**Text provided**
════════
Whitetail Deer with huge rack

Summertime Deer Scouting?

If the July and early August heat makes you think about the whitetail rut, then you’re as crazy about deer hunting as I am. Think about it: who in their right mind spends the summer months preparing for November bucks? But the truth is, it’s one of the best times to unravel the travel patterns of big bucks without altering their movements come fall.

Most guys scout heavily in the weeks preceding the hunting season, and then really hit it hard as rubs and scrapes begin appearing. The problem with scouting during these periods is that you’re nosing around a buck’s favorite haunts at the precise time that you want him to be un-pressured!

Whitetail deer are creatures of habit. A particular buck, if not bothered by man or other predators, will maintain routine travel routes to and from favored bedding and feeding areas. Like you, he’ll have predictable “patterns” in his day-to-day living. You get up, shower and shave, eat breakfast, go to work, break for lunch, finish work, go home, relax with family and friends, then sleep to recharge the batteries so you can do the same stuff the next day.


Babe Winkelman

A buck does the same basic things (minus the showering and shaving). And during the pre-rut and rut, his “work” is finding girlfriends. Driven by testosterone-powered passion, he’s territorial. To define his “turf,” he makes visual and olfactory signposts in the forms of rubs and scrapes. By locating his signposts, and connecting the dots between them, you can effectively determine his travel corridors and establish ambush points for the upcoming season.

Focus on Rubs
In the summer, it’s pretty difficult to locate last year’s scrapes in the lush forest. But in my opinion, this can be a blessing in disguise. It forces the summer scouter to tune into the other signpost: RUBS. To me, locating rubs (and ultimately, rub lines) is the ticket to patterning a big buck for several reasons:

1. Rubs generally indicate the size of the deer that made them. A forkhorn will not shred a cedar the diameter of your thigh. A monster will.

2. Rubs tell you the direction of travel. Some trees will have mirror-image rubs on both sides of the tree. Nothing gets me more excited, because that demonstrates that the location is favorable whether the buck is coming or going, morning or evening.

3. Many rubs made by a dominant buck will get hit year after year. Various “layers” of scarring on the tree will tell you if it’s a recurring rub site. Quite likely, a rub like this will be within a buck’s core area.

4. Rubs made on big trees by a particular big buck can have an identifiable “signature.” A buck I chased several years back had wonderful brow tines very close together. That dude liked to dig those brows into wide trees, like he was carving a number 11 in them. Deciphering his travel routes was easy, but I never actually saw this buck. I think he was extremely nocturnal. I wish I had a Cuddeback scouting camera back then to see what he looked like, but they hadn¹t been invented yet.

Get An Aerial Map, GPS
As you begin summertime rub scouting, equip yourself with two tools. First, a good aerial photograph of the hunting property. Once upon a time, a guy often had to hire a pilot to get these images. Nowadays, you can go on-line and find satellite images through Google Earth and other sources. Second, make sure you have a quality hand-held GPS. My Lowrance I-Hunt is worth its weight in gold for scouting and logging waypoints. Plus, a GPS can save your bacon if you get lost. I also keep a traditional magnetic compass in the gear bag as a safety back up, and a notebook for jotting down data.
════════
**Rows**
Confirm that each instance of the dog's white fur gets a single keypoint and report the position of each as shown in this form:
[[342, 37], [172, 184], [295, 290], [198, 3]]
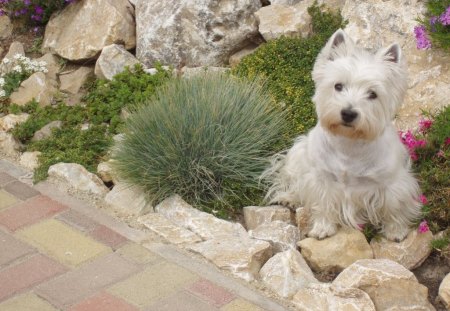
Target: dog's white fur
[[351, 173]]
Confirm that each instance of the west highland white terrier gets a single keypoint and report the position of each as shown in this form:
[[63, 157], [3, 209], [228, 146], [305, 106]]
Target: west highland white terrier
[[351, 168]]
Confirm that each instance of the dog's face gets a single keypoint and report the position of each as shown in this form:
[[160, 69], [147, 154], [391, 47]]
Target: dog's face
[[357, 92]]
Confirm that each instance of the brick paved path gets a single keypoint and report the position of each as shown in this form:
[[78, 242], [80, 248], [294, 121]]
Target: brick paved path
[[62, 256]]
════════
**Tasks to carry out**
[1] Rewrite the paragraph of the deer-scouting article that begins "As you begin summertime rub scouting" as a bulleted list, keeping its main facts.
[2] Print the part of the deer-scouting article that opens with the words containing "Most guys scout" and closes with "to be un-pressured!".
[3] List the numbered reasons the deer-scouting article gives for why locating rubs is the key to patterning a big buck.

**Results of the exercise**
[1]
- Bring two tools when you start summer rub scouting.
- First, get a good aerial photograph of the hunting property. Getting one once often meant hiring a pilot, but satellite images are now online through Google Earth and other sources.
- Second, have a quality hand-held GPS. The author's Lowrance I-Hunt is very valuable for scouting and logging waypoints, and a GPS can help if you get lost.
- Also keep a traditional magnetic compass in the gear bag as a safety backup, along with a notebook for writing down data.

[2]
Most guys scout heavily in the weeks preceding the hunting season, and then really hit it hard as rubs and scrapes begin appearing. The problem with scouting during these periods is that you’re nosing around a buck’s favorite haunts at the precise time that you want him to be un-pressured!

[3]
1. Rubs generally indicate the size of the deer that made them.
2. Rubs tell you the direction of travel.
3. Many rubs made by a dominant buck get hit year after year, and a recurring rub site is likely within the buck's core area.
4. Rubs made on big trees by a particular big buck can carry an identifiable "signature."